要求: 把下面这些行一字不改地全部打出来，图片不要放进回答里。

##############################

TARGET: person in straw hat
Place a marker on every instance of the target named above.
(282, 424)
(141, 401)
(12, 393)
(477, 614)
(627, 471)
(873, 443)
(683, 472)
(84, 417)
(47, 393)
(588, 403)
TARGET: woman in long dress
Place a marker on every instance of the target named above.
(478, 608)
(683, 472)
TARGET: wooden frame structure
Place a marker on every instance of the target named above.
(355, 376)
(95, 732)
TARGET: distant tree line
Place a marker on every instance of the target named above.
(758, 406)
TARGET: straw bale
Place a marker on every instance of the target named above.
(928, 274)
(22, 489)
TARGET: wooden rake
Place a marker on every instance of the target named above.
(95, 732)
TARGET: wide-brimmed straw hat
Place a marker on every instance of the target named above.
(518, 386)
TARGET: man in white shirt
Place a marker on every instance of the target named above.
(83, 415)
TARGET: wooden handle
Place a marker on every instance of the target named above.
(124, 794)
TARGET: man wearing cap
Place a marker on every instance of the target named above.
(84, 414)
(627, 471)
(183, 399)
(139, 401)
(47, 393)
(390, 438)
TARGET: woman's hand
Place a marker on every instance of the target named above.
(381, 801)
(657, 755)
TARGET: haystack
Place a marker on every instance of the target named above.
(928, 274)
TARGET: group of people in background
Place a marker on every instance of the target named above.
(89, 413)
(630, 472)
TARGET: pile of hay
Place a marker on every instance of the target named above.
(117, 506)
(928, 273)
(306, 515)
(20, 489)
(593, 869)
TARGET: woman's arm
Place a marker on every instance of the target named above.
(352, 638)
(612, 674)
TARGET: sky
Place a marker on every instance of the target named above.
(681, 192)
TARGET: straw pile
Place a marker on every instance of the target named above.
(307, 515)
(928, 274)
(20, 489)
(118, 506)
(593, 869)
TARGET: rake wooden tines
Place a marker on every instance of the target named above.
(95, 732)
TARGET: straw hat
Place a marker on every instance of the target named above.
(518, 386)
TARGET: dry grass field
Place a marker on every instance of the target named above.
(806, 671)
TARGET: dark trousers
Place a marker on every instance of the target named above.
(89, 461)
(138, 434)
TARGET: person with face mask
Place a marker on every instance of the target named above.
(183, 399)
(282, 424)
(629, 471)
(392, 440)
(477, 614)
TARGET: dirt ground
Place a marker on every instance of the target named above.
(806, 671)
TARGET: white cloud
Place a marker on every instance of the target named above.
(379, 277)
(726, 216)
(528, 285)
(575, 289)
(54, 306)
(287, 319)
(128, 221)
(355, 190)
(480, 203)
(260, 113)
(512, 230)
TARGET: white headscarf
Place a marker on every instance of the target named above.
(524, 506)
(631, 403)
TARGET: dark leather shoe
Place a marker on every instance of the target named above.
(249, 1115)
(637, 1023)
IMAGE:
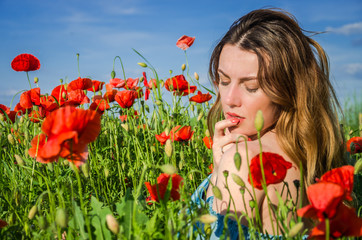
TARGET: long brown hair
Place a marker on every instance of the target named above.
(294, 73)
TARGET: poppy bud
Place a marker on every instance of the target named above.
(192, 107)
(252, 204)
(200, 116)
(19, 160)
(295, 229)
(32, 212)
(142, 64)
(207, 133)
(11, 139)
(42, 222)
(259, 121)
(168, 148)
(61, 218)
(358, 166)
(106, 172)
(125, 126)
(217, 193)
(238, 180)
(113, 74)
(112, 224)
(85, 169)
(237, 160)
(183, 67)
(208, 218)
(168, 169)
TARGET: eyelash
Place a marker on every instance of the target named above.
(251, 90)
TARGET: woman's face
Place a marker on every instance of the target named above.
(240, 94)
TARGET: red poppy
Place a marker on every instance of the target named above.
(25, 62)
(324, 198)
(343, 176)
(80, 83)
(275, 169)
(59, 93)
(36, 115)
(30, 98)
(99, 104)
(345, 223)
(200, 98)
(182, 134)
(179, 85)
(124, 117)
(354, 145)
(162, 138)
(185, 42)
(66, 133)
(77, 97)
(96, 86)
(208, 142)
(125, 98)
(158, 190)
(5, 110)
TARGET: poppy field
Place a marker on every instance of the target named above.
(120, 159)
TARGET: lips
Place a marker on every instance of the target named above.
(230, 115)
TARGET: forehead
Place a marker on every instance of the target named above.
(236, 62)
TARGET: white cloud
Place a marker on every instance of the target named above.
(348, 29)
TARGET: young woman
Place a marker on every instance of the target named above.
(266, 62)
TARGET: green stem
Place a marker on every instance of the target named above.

##############################

完整答案:
TARGET: person in straw hat
Place a marker on every instance of the target named above.
(282, 424)
(141, 401)
(12, 393)
(477, 614)
(627, 471)
(873, 443)
(683, 472)
(84, 417)
(47, 393)
(588, 403)
TARGET: woman in long dress
Place a marker on every instance of the target named above.
(478, 608)
(683, 472)
TARGET: wooden frame structure
Place a marker on every instance of the target named above.
(355, 376)
(95, 732)
TARGET: distant tree line
Place a marker on every instance of the target named above.
(758, 406)
TARGET: straw bale
Place a marker on every instance of the target named above.
(928, 274)
(22, 489)
TARGET: wooden rake
Place a marker on every instance of the target named above.
(95, 732)
TARGET: wide-brimmed straw hat
Place a marker on every instance of the target named above.
(518, 386)
TARGET: man in white shirt
Place a marker on every instance of the target named above.
(83, 415)
TARGET: wooden handle
Place a marker on every instance of the target named above.
(124, 794)
TARGET: man wearing cap
Place a marker on every instance of the target named above.
(84, 414)
(627, 471)
(183, 399)
(139, 401)
(47, 393)
(390, 438)
TARGET: woman's hand
Place a marker on every instance of the target named above.
(381, 801)
(657, 755)
TARGET: haystack
Place a marker on every instance of the target named above.
(928, 274)
TARGET: group of people in background
Place a marker on every instance of the target named above.
(89, 413)
(630, 472)
TARGET: pile of hay
Place a marker on every instance of the target named above.
(117, 506)
(928, 273)
(306, 515)
(20, 489)
(593, 869)
TARGET: woman's arm
Place a marker on every instance of the target named above.
(352, 638)
(612, 674)
TARGET: sky
Place a marker on every instance of the target named above.
(681, 192)
TARGET: straw pile
Place a marker on every instance of the target named above.
(307, 515)
(928, 274)
(20, 489)
(118, 506)
(593, 869)
TARGET: rake wooden tines
Place a marker on every instance of the target named above.
(95, 732)
TARGET: straw hat
Place a marker on every instance of the target named above.
(518, 386)
TARGET: dry grass field
Place a marker on every instance of the target named above.
(806, 671)
TARGET: dark trousers
Place a marker on every instance of the target named above.
(89, 461)
(138, 434)
TARGET: person with face mask
Place a marker on every instance of the target named above.
(183, 399)
(282, 424)
(629, 471)
(392, 440)
(477, 614)
TARGET: dirt ground
Place a marker on every instance of the target named above.
(806, 671)
TARGET: white cloud
Place a marker on every instance of the target named above.
(379, 277)
(726, 216)
(528, 285)
(575, 289)
(54, 306)
(287, 319)
(128, 221)
(355, 190)
(480, 203)
(260, 113)
(512, 230)
TARGET: white headscarf
Place a marker on every instance of the target named above.
(524, 506)
(631, 403)
TARGET: dark leather shoe
Place a marker on every instance of the target named above.
(249, 1115)
(637, 1023)
IMAGE:
TARGET: long brown hair
Place a marker on every instance of the target named above.
(294, 73)
TARGET: poppy bud
Place a marker on every instance of the target named above.
(192, 107)
(252, 204)
(200, 116)
(19, 160)
(295, 229)
(32, 212)
(142, 64)
(207, 133)
(11, 139)
(42, 222)
(259, 121)
(168, 148)
(61, 218)
(358, 166)
(106, 172)
(125, 126)
(217, 193)
(238, 180)
(113, 74)
(112, 224)
(85, 169)
(237, 160)
(183, 67)
(208, 218)
(168, 169)
TARGET: eyelash
Place a marker on every instance of the target named above.
(251, 90)
TARGET: woman's face
Place a marker on every instance of the target named above.
(240, 94)
TARGET: red poppy
Place a marker on every instance of the target named above.
(25, 62)
(324, 198)
(343, 176)
(80, 83)
(275, 169)
(59, 93)
(36, 115)
(30, 98)
(99, 104)
(345, 223)
(200, 98)
(182, 134)
(179, 85)
(124, 117)
(354, 145)
(162, 138)
(185, 42)
(66, 133)
(77, 97)
(96, 86)
(208, 142)
(125, 98)
(158, 190)
(5, 110)
TARGET: poppy field
Place a marker on every instance of the target named above.
(120, 159)
TARGET: lips
Place a marker on every instance of the target named above.
(230, 115)
TARGET: forehead
Place a marker on every instance of the target named above.
(236, 62)
TARGET: white cloud
Place a marker on every instance of the target named above.
(348, 29)
TARGET: young woman
Place a marker on every instance of the target named above.
(266, 62)
TARGET: green stem
Place a marker on every instance of the target named above.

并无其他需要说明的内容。